* **Goal of the exercise**
Your answer should hold every line of the records below that contains the string "Return".

=-=-=-=-=

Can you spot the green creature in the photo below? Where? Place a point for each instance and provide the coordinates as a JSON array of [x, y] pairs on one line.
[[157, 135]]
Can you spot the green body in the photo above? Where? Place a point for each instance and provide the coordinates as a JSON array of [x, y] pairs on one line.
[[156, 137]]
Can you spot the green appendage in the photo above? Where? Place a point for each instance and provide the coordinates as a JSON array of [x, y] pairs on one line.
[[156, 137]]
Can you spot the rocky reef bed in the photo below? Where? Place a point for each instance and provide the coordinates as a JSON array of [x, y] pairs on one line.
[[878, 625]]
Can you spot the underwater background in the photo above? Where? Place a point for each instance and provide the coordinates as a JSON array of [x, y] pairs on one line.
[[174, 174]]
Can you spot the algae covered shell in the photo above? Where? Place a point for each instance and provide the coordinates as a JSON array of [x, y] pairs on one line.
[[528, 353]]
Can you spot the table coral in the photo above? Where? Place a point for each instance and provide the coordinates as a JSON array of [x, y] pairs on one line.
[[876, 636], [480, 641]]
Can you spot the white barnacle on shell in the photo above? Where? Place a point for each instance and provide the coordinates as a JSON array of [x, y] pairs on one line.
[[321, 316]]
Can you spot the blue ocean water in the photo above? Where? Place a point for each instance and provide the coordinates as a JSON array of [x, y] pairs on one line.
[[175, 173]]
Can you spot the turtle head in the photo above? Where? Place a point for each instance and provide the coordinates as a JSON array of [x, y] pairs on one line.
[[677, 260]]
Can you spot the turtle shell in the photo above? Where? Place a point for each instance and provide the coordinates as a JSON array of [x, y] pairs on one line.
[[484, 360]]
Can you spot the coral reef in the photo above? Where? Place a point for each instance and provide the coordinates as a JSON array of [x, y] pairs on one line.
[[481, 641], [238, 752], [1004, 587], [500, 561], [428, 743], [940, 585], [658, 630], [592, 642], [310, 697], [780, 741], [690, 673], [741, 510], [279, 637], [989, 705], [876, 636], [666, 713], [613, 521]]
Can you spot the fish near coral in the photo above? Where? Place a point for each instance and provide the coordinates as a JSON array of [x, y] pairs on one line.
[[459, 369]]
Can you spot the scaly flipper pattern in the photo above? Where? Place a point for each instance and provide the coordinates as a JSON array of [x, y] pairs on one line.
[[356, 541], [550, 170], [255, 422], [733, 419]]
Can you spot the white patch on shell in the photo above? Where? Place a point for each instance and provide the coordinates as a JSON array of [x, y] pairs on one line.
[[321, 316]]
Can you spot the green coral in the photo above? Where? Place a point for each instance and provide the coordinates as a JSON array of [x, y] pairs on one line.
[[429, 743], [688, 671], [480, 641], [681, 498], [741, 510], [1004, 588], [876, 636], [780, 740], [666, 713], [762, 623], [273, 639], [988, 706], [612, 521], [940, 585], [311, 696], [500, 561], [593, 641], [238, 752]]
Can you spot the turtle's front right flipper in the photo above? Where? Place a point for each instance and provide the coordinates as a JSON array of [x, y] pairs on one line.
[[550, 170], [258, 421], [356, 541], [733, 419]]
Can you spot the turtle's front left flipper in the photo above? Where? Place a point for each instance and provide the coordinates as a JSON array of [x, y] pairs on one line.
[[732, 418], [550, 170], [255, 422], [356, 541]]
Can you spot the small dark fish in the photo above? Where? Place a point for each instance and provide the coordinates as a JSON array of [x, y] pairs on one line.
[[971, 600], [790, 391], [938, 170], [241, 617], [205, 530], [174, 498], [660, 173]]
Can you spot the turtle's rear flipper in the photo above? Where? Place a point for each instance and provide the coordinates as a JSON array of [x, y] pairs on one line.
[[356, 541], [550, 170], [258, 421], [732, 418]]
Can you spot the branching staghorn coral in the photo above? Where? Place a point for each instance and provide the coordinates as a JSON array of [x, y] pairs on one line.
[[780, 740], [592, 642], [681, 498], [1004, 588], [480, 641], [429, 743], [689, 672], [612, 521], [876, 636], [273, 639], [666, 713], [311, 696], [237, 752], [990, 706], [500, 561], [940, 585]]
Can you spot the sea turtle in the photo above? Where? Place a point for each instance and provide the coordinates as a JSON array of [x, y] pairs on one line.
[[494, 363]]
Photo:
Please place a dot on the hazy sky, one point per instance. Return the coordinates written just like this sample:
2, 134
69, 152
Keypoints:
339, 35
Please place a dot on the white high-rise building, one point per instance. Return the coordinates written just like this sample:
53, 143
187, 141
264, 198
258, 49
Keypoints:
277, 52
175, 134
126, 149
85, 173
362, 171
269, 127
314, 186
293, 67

=-=-=-=-=

* **Exercise response**
Please place a dot on the hazy sky, one point per instance. Return the coordinates written just like this sample:
Please place a dot on the white high-rise building, one point per instance. Return the coordinates written just like this sample:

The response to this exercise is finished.